■ SET OF TASKS:
a) In the class incremental learning text below, which three benchmark datasets were used to evaluate the method?
b) Write a continuation of the class incremental learning text below, starting from its final sentence.

■ EXERCISE PASSAGE:
Addressing Imbalance for Class Incremental Learning in Medical Image Classification

TL;DR

The paper tackles catastrophic forgetting in class incremental learning for medical image classification caused by data imbalance. It introduces two plug-in losses: the CIL-balanced classification loss $L_{cbc}$, which uses logit adjustment to mitigate bias toward old and minority classes, and the distribution margin loss $L_{dm}$, which pushes distributions of old and new classes apart while promoting intra-class compactness; both are combined with knowledge distillation in the overall objective $L_{all}$. The method defines category frequencies $r_c$, logit adjustments with $v_{y_i,j}$ and a scale factor $\\gamma_c$, and models class distributions with $\\hat{w}_c = w_c + \eta \\hat{r}_c$, where $\\hat{r}_c = q_c / \\sum q_i$, to formulate $L_{dm}$. Extensive experiments on CCH5000, HAM10000, and EyePACS show state-of-the-art performance in both average accuracy and forgetting across multiple incremental settings, highlighting improved resilience to imbalance in medical CIL with practical applicability.

Abstract

Deep convolutional neural networks have made significant breakthroughs in medical image classification, under the assumption that training samples from all classes are simultaneously available. However, in real-world medical scenarios, there's a common need to continuously learn about new diseases, leading to the emerging field of class incremental learning (CIL) in the medical domain. Typically, CIL suffers from catastrophic forgetting when trained on new classes. This phenomenon is mainly caused by the imbalance between old and new classes, and it becomes even more challenging with imbalanced medical datasets. In this work, we introduce two simple yet effective plug-in methods to mitigate the adverse effects of the imbalance. First, we propose a CIL-balanced classification loss to mitigate the classifier bias toward majority classes via logit adjustment. Second, we propose a distribution margin loss that not only alleviates the inter-class overlap in embedding space but also enforces the intra-class compactness. We evaluate the effectiveness of our method with extensive experiments on three benchmark datasets (CCH5000, HAM10000, and EyePACS). The results demonstrate that our approach outperforms state-of-the-art methods.

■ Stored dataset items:
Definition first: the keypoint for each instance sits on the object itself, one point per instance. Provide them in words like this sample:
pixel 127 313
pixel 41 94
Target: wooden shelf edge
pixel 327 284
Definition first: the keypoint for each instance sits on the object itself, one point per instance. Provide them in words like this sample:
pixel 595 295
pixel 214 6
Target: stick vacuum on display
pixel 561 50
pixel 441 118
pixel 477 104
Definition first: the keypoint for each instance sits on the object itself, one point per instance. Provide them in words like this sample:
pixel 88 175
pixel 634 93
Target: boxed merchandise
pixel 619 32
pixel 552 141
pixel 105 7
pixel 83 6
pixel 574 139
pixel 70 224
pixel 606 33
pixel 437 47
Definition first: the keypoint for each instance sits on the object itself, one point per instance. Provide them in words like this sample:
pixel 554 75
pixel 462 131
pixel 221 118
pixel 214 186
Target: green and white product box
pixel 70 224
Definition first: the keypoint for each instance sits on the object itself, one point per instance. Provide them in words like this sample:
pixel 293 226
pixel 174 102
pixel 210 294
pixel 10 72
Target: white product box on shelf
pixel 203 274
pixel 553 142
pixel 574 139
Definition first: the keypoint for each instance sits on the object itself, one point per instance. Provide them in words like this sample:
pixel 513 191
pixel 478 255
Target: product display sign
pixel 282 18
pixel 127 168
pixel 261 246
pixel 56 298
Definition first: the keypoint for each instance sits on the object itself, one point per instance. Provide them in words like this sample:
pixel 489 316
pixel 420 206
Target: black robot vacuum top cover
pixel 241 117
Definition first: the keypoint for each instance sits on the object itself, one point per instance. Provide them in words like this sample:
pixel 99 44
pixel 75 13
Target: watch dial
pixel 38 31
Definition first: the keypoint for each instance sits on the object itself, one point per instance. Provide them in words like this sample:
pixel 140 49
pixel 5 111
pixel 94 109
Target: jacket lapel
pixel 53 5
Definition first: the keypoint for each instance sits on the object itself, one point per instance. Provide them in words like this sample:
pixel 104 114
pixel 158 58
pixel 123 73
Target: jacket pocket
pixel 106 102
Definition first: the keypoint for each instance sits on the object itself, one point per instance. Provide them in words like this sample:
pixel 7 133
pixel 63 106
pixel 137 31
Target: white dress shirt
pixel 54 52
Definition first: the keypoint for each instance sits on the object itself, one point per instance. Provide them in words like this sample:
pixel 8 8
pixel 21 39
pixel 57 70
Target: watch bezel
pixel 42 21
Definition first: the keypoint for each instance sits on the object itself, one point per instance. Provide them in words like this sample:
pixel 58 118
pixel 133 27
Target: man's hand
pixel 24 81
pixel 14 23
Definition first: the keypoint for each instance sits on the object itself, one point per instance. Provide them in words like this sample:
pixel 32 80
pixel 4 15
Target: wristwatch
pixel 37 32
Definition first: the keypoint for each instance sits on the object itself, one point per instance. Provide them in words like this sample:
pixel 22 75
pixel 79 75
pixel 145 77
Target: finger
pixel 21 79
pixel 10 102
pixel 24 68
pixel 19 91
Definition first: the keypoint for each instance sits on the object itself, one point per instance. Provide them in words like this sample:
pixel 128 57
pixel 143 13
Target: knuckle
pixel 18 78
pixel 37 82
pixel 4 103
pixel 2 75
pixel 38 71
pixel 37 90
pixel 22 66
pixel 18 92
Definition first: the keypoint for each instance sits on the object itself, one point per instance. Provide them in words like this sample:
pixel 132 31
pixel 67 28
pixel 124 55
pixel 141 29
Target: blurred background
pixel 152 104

■ TASK-BY-TASK RESULTS:
a) CCH5000, HAM10000, and EyePACS.

b)
Figures (7)

• Figure 1: Overview of the class incremental learning setting in medical image classification. During the incremental process, the training data is only provided for the current classes, while the data from previous steps is not accessible. At each step, the model is required to perform classification for all the classes seen so far.
• Figure 2: (a) The vanilla margin loss forces the cosine similarity between $h_a$ and $w_p$ to be larger than that between $h_a$ and $w_n$ without considering the distribution separation. (b) Our distribution margin loss aims to push $h_a$ away from the distribution of the negative class instead of just $w_n$, thus mitigating feature space overlap. (c) The vanilla margin loss fails to minimize the intra-class distance adequately, which may result in $h_a$ being distant from the center of its ground-truth class. (d) The distribution margin loss ensures that $h_a$ remains within its corresponding class distribution, enhancing intra-class compactness.
• Figure 3: Accuracy at each step on CCH5000, HAM10000, and EyePACS.
• Figure 4: Forgetting at each step on CCH5000, HAM10000, and EyePACS.
• Figure 5: The t-SNE visualization of feature distributions of w/o margin loss (left), margin ranking loss (middle), and our distribution margin loss (right) on the CCH5000 dataset.